▶ Yapılacak İş:
Aşağıdaki savaşın yapılardaki izleri üzerine metinden, "KENTSEL BELLEK" sözcüklerinden başlayıp "kadar travmatik olabiliyor..." sözcükleri de dahil olmak üzere o noktaya kadar uzanan bölümü hiç değiştirmeden yazın.

▶ Çıkarılan Metin:
---*---

KENTSEL BELLEK
Yapılarda Savaşın Silinmeyen İzleri
Cahide Aydın İpekçi, Öğr. Gör. Dr., GYTE Mimarlık Bölümü
Yaşanan her ne olursa olsun, toplumsal ve kentsel belleğe kazınanlar, kentte izlerini bir şekilde açık ediyor. Bu izleri silmek, en az bu izlerin oluşumu kadar travmatik olabiliyor...
İnsanların birbirleriyle savaşı neredeyse dünya var olduğundan bu yana süregelmektedir. Binaların, anıtsal yapıların yıkılmasına, küçük büyük yerleşmelerin ve yaşam alanlarının yok olmasına, en önemlisi de insanların ölümüne neden olan savaşlar devletler arasında olduğu gibi, devletlerin kendi içinde isyanlar, ayaklanmalar ve yerel iç savaşlar şeklinde de gerçekleşebilmektedir. (1)

---*---

▶ Çıkarılan Bilgiler:
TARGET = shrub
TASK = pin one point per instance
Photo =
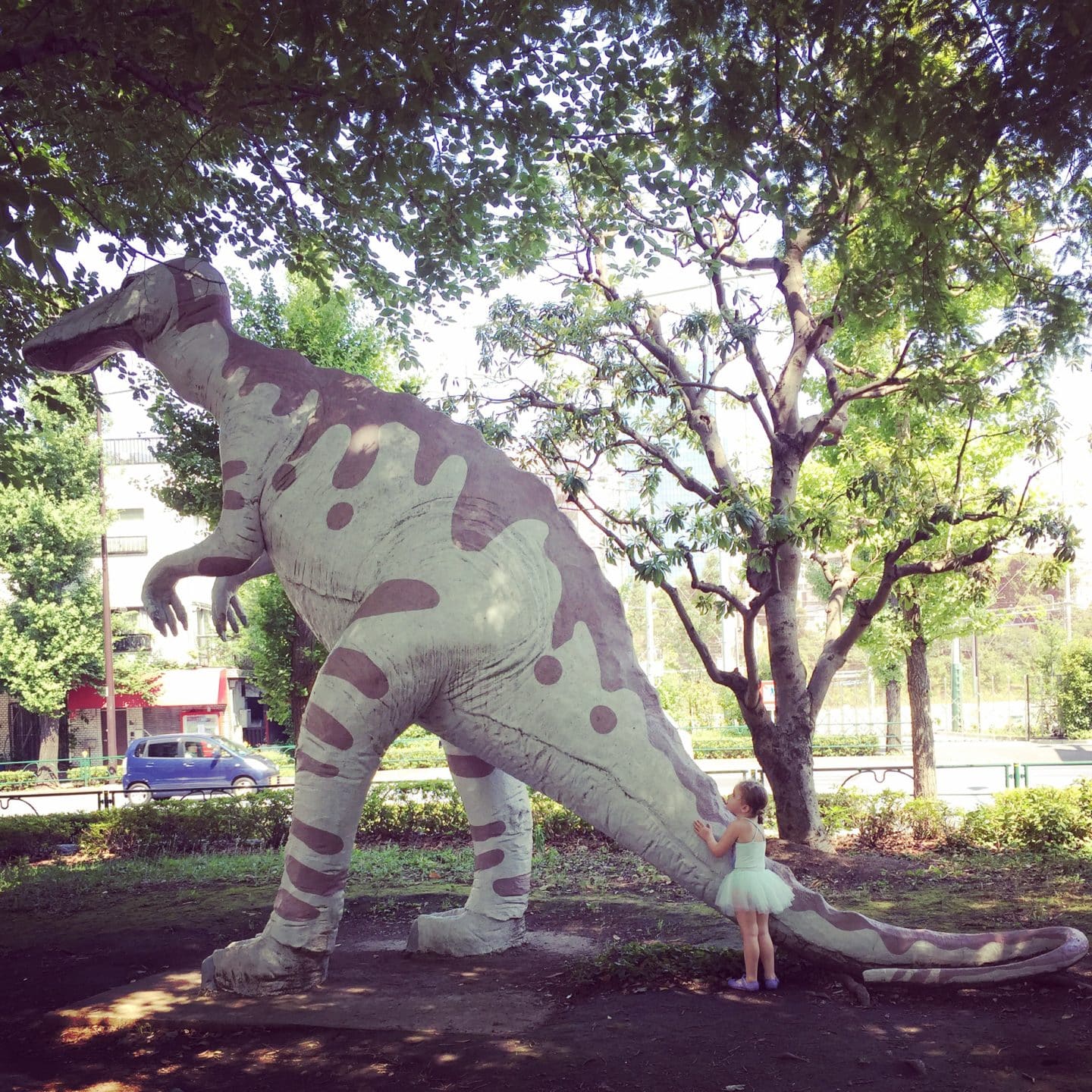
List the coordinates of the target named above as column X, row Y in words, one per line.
column 1075, row 689
column 1043, row 818
column 37, row 836
column 15, row 779
column 191, row 826
column 928, row 819
column 736, row 742
column 842, row 809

---*---

▶ Cevap:
KENTSEL BELLEK
Yapılarda Savaşın Silinmeyen İzleri
Cahide Aydın İpekçi, Öğr. Gör. Dr., GYTE Mimarlık Bölümü
Yaşanan her ne olursa olsun, toplumsal ve kentsel belleğe kazınanlar, kentte izlerini bir şekilde açık ediyor. Bu izleri silmek, en az bu izlerin oluşumu kadar travmatik olabiliyor...